### TASK STATEMENT
Can you lay out the material from the line with "target: calm water" through the line with "186), (40, 174)]", both ends included, as a Markdown table? Use the columns Row and Entry, put each line's number and text in them, and skip any blank lines.

──────── DATA PROVIDED ────────

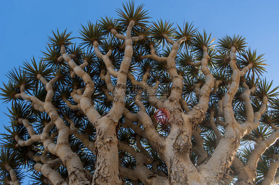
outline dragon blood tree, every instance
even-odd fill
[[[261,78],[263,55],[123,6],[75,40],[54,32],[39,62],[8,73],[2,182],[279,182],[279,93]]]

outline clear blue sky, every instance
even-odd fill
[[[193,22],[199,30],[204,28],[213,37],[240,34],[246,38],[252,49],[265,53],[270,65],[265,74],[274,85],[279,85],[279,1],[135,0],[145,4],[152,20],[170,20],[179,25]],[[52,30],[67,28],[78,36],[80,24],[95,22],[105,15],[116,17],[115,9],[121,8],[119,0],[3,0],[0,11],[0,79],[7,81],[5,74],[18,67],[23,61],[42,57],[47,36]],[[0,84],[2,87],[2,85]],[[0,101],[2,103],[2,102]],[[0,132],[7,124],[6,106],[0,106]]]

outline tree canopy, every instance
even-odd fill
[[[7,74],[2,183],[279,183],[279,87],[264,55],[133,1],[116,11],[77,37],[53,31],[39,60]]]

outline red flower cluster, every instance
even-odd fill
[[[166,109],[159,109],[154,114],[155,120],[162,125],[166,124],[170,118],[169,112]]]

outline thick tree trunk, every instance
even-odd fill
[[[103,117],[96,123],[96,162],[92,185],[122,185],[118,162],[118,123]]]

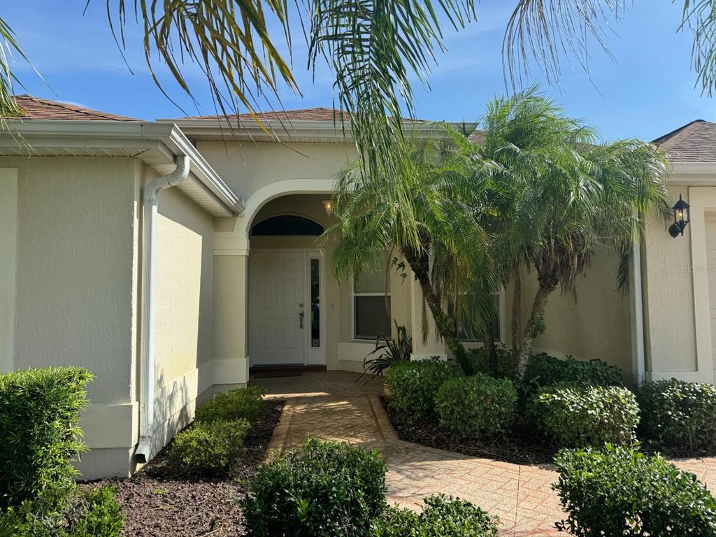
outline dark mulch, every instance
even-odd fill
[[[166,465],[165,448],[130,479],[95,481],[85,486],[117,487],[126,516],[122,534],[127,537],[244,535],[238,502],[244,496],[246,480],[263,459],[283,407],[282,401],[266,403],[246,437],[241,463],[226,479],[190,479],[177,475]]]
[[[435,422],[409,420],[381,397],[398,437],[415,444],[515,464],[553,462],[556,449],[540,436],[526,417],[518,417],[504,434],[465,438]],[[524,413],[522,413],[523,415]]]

────────
──────── DATA PROVIDED ────────

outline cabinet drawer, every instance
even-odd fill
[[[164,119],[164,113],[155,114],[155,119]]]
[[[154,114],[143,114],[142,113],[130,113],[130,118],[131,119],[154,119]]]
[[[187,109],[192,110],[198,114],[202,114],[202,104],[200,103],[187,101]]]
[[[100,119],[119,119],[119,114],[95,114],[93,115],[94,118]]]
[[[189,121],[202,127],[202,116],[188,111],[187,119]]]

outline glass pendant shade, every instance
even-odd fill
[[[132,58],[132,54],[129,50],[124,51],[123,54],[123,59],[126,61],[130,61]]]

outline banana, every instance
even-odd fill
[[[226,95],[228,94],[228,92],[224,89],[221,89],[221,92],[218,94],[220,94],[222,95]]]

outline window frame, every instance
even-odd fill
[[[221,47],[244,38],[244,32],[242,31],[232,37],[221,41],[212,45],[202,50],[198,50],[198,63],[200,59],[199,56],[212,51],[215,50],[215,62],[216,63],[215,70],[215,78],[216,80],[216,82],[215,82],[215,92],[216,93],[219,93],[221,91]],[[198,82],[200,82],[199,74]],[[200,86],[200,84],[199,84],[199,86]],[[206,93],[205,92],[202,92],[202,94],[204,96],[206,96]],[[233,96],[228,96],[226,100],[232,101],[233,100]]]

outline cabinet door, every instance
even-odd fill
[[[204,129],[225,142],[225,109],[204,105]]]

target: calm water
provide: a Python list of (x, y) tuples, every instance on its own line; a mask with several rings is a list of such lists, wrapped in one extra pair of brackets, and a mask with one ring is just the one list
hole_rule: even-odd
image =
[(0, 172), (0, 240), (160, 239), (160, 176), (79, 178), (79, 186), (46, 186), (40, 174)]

────────

### RESULT OF THE TASK
| Row | Entry |
|---|---|
| 1 | target: calm water |
| 2 | provide: a Python list of (x, y) tuples, every instance on its own line; a mask with several rings is a list of such lists, wrapped in one extra pair of brackets, and a mask with one ring is just the one list |
| 3 | hole_rule: even-odd |
| 4 | image = |
| 5 | [(0, 172), (0, 240), (160, 239), (160, 176), (79, 178), (79, 186), (46, 186), (40, 174)] |